> Условия заданий
[a] Назовите всех авторов внутренних издательских рецензий на рукопись Шаламова, упомянутых в статье о восприятии «Колымских рассказов» ниже.
[b] Перепишите дословно отрывок из статьи о восприятии «Колымских рассказов» между словами «Варлам Шаламов» и «в советском обществе.» включительно.
[c] Допишите статью о восприятии «Колымских рассказов», начав сразу после её последнего предложения.

> Текст статьи
-----

Варлам Шаламов

Полина Вахрушева

В поисках человечности («Колымские рассказы» в советской и зарубежной критике)

Полина Вахрушева

Восприятие «Колымских рассказов» В. Шаламова в СССР и за рубежом всегда в значительной мере различалось, тем не менее в оценках критиков, разделенных «железным занавесом» холодной войны, присутствовали и некоторые общие черты, поэтому прежде чем говорить о западном восприятии «Колымских рассказов», хотелось бы напомнить один из эпизодов реакции на них в СССР в период «оттепели».

Первые отзывы советских писателей и критиков стали появляться уже в декабре 1962 года: это были три внутренние издательские рецензии, которым предстояло решить судьбу рассказов, незадолго перед этим представленных автором в издательство «Советский писатель». Хотя рецензии не предназначались для печати, их можно считать выражением разных настроений, имевшихся в советском обществе.

Автор первой рецензии писатель Олег Волков, сам бывший заключённый с внушительным стажем, горячо рекомендовал рукопись к публикации. В свете сенсации, произведённой только что вышедшим «Одним днем Ивана Денисовича», он сравнивал Шаламова с Солженицыным, причём не в пользу последнего. Повесть Солженицына, по мнению Волкова, «лишь коснулась ряда проблем и сторон жизни в лагере, скользнула мимо, не только не разобравшись, но и не заглянув в них» [1, с. 255]. Шаламов же блестяще показал «средствами художника» систему, созданную для подавления человеческой личности, во всей её полноте, и его рассказы, по словам Волкова, вносят «значительный вклад в дело разоблачений преступлений Сталина и его подручных» [1, с. 255].

Волков отметил художественные достоинства рассказов и их несомненную правдивость, без сгущения красок, но вместе с тем — «незначительные недочёты, длинноты, стилистические огрехи, повторения» и частично дублирующиеся сюжеты [1, с. 261], не распознав во всём этом сознательных авторских приёмов.

В оценках, несомненно, отразились традиционалистские эстетические взгляды автора рецензии. Отметим, что аналогичными взглядами отличался и первый зарубежный публикатор Шаламова, главный редактор нью-йоркского «Нового журнала» Роман Гуль, который счёл многие рассказы «совсем плохими», другие — «требующими литературной обработки» и все в целом — «очень однообразными и очень тяжёлыми по темам», после чего бесцеремонно отредактировал и сократил их для печати [2].

Автор второй внутренней рецензии для «Советского писателя» официозный критик А. Дрёмов, в отличие от О. Волкова, поставил Шаламову в пример Солженицына, который, по его словам, старался «провести мысль о несгибаемости настоящего человека даже в самых тяжких условиях». При этом, повторяя Н. Хрущёва, А. Дрёмов напомнил о «ненужности увлечений “лагерной темой”».

Автор третьей рецензии Э. Мороз рекомендовала напечатать рассказы как важное свидетельство, несмотря на оговорку: «Создаётся впечатление, что автор не любит своих героев, не любит людей вообще» [1, с. 263]. Обвинение Шаламова в «нелюбви к людям» было довольно типичным для приверженцев теории «социалистического гуманизма». Неслучаен ответ Шаламову в 1964 г. со стороны зам. зав. отделом русской советской прозы издательства В. Петелина: «Герои Ваших рассказов лишены всего человеческого, а авторская позиция антигуманистична» [3].

-----

> Показанные строки
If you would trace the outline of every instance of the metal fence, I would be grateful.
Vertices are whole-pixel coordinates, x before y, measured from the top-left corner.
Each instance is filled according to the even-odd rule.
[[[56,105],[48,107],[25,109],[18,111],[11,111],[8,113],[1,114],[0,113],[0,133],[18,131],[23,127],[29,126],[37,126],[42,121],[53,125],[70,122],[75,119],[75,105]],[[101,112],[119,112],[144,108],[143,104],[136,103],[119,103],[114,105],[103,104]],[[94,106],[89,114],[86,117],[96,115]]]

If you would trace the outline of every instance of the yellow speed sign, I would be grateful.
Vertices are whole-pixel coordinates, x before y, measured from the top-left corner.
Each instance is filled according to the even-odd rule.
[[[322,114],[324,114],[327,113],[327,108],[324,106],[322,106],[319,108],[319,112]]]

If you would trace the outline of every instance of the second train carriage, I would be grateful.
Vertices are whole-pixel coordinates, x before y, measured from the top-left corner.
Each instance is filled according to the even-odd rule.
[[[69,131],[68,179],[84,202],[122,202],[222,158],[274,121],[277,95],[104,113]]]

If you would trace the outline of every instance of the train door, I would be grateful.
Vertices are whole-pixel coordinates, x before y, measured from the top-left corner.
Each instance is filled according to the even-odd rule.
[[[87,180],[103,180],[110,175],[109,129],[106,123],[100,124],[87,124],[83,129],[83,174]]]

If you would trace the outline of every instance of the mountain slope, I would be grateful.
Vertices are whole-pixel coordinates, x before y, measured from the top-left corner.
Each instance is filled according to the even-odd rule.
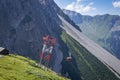
[[[43,45],[41,38],[50,35],[57,38],[49,64],[52,70],[72,80],[106,80],[108,77],[109,80],[118,80],[104,64],[83,47],[83,44],[79,45],[73,39],[75,37],[68,37],[71,34],[63,37],[66,35],[66,33],[63,34],[65,31],[63,27],[68,26],[68,23],[77,29],[78,26],[62,12],[53,0],[15,0],[14,2],[1,0],[0,12],[0,46],[7,48],[10,52],[38,61]],[[68,23],[63,25],[63,20],[58,15]],[[65,42],[66,39],[69,44]],[[66,60],[69,50],[74,51],[71,61]],[[100,72],[102,69],[104,74]]]
[[[0,46],[34,60],[39,60],[43,36],[56,37],[60,45],[62,29],[57,14],[76,26],[53,0],[1,0],[0,12]],[[63,56],[58,45],[49,65],[60,73]]]
[[[0,58],[0,80],[67,80],[51,70],[38,68],[36,62],[22,56]]]
[[[120,58],[120,16],[105,14],[91,17],[73,11],[63,11],[80,26],[87,37]]]
[[[111,55],[109,52],[101,48],[98,44],[94,43],[92,40],[85,37],[81,32],[75,29],[67,21],[59,16],[62,25],[61,27],[66,31],[67,34],[72,36],[76,41],[78,41],[82,46],[84,46],[88,51],[90,51],[95,57],[97,57],[103,64],[111,68],[116,76],[120,78],[120,60]]]

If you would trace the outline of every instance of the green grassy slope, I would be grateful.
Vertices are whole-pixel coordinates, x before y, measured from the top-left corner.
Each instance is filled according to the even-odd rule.
[[[35,65],[33,60],[22,56],[3,56],[0,58],[0,80],[67,80]]]
[[[119,80],[103,63],[65,32],[61,37],[76,60],[82,80]]]

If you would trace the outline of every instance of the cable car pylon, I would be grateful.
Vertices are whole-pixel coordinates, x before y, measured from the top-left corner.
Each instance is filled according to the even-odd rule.
[[[42,61],[44,61],[44,65],[48,67],[52,55],[53,47],[56,43],[56,38],[53,38],[51,36],[45,36],[42,37],[42,39],[44,43],[43,43],[42,51],[40,53],[40,64],[42,64]]]

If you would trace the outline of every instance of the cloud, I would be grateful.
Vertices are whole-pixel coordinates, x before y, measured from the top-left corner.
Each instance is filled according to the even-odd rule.
[[[112,4],[114,8],[120,8],[120,1],[113,2]]]
[[[87,13],[87,12],[96,10],[96,8],[92,7],[92,5],[94,4],[93,2],[90,2],[89,4],[85,6],[81,4],[81,1],[83,0],[76,0],[75,2],[72,2],[71,4],[68,4],[65,9],[76,11],[79,13]]]

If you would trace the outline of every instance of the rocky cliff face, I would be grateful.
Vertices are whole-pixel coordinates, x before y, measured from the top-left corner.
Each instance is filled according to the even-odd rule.
[[[79,25],[87,37],[120,59],[120,16],[105,14],[92,17],[69,10],[63,11]]]

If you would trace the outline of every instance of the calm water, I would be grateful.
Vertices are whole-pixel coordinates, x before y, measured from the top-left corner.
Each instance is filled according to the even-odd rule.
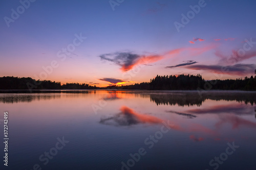
[[[201,95],[0,94],[3,130],[9,115],[8,168],[255,169],[256,93]]]

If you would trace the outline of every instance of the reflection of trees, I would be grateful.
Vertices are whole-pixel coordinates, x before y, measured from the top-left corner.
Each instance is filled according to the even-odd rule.
[[[148,96],[151,101],[158,105],[169,105],[178,106],[200,106],[207,99],[215,101],[225,100],[236,101],[238,102],[244,102],[245,104],[253,105],[256,104],[256,95],[254,92],[239,91],[207,91],[201,93],[201,97],[197,91],[167,92],[166,93],[154,93],[141,94],[143,97]]]
[[[13,103],[18,102],[31,102],[34,100],[47,100],[60,98],[60,95],[57,94],[8,94],[0,95],[0,102]]]
[[[69,93],[66,96],[74,98],[74,96],[77,96],[81,94],[92,93],[94,92],[88,90],[33,90],[31,93],[29,90],[11,90],[7,91],[5,93],[0,93],[0,102],[13,103],[55,99],[60,98],[61,93]]]

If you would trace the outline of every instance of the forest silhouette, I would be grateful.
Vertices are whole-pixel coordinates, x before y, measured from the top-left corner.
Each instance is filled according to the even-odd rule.
[[[256,76],[244,79],[205,80],[200,75],[178,76],[157,75],[149,82],[133,85],[99,87],[88,84],[78,83],[61,85],[59,82],[35,80],[31,78],[14,77],[0,77],[2,90],[47,90],[47,89],[116,89],[152,90],[255,90]],[[31,91],[30,91],[31,92]]]

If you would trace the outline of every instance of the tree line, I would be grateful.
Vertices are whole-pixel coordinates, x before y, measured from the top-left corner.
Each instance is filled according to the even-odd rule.
[[[211,84],[210,88],[206,85]],[[256,90],[256,76],[244,79],[205,80],[200,75],[160,76],[157,75],[149,82],[135,83],[122,86],[115,85],[106,87],[99,87],[88,84],[66,83],[50,80],[35,80],[31,78],[12,77],[0,77],[0,89],[119,89],[119,90]],[[207,88],[206,87],[207,87]],[[206,89],[207,88],[207,89]]]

-----

> Результаты выполнения
[a] Олег Волков, А. Дрёмов, Э. Мороз

[b]
Варлам Шаламов

Полина Вахрушева

В поисках человечности («Колымские рассказы» в советской и зарубежной критике)

Полина Вахрушева

Восприятие «Колымских рассказов» В. Шаламова в СССР и за рубежом всегда в значительной мере различалось, тем не менее в оценках критиков, разделенных «железным занавесом» холодной войны, присутствовали и некоторые общие черты, поэтому прежде чем говорить о западном восприятии «Колымских рассказов», хотелось бы напомнить один из эпизодов реакции на них в СССР в период «оттепели».

Первые отзывы советских писателей и критиков стали появляться уже в декабре 1962 года: это были три внутренние издательские рецензии, которым предстояло решить судьбу рассказов, незадолго перед этим представленных автором в издательство «Советский писатель». Хотя рецензии не предназначались для печати, их можно считать выражением разных настроений, имевшихся в советском обществе.

[c]
Самые важные произведения Шаламова так и не появились в СССР до начала «перестройки».

Одним из первых о величии писателя сказал Е. Сидоров на страницах журнала «Огонек» в 1989 г.: «Правда Шаламова о человеке в лагере жестока. По сравнению с ней Достоевский с его “Записками из Мертвого дома” кажется буколическим писателем» [4]. При этом критик не говорил о каком-либо «антигуманизме» авторской позиции, а заявлял:

«Бесстрашие мысли — главная победа Варлама Шаламова, его писательский подвиг. Мысли, идущей до края, не останавливающейся перед пропастью, перед бездной и потому дающей свободную силу нам, ныне живущим и мучительно размышляющим над смыслом отечественной истории» [4].

Нет ничего удивительного в том, что зарубежная критика воспринимала Шаламова по-иному, во многом политизированно — в духе «холодной войны». Первые публикации «Колымских рассказов» на Западе на русском языке в конце 1960-х — 1970-х гг. не могли получить известности среди читателей США и других стран по причине языкового барьера. При этом читатели «Нового журнала», представители первой волны русской эмиграции (к которой принадлежал Р. Гуль), не понимавшие «новой прозы» Шаламова из-за барьера стилистического, сходились в восприятии «Колымских рассказов» именно как оружия политической борьбы, недооценивая их литературное значе-

ние. Лишь в 1980 г. первое издание «Колымских рассказов» — «Kolyma Tales» — было опубликовано на английском в Нью-Йорке в переводах Джона Глэда, и с этого момента политизированный подход к Шаламову постепенно расширяется в сторону собственно эстетического.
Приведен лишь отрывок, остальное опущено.